Dataset records:
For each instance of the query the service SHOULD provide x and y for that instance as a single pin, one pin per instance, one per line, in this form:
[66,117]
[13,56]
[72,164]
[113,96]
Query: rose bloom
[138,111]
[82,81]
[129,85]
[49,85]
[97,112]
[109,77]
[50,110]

Exercise:
Could you please reproduce each record exactly, leaving nothing out?

Worked solution:
For each instance of the query the service SHOULD provide x and y for that instance as a single pin, one pin per instance, one per line, in this form:
[66,117]
[13,56]
[72,164]
[113,96]
Query: rose bloom
[138,111]
[82,81]
[129,85]
[49,85]
[97,112]
[109,77]
[50,110]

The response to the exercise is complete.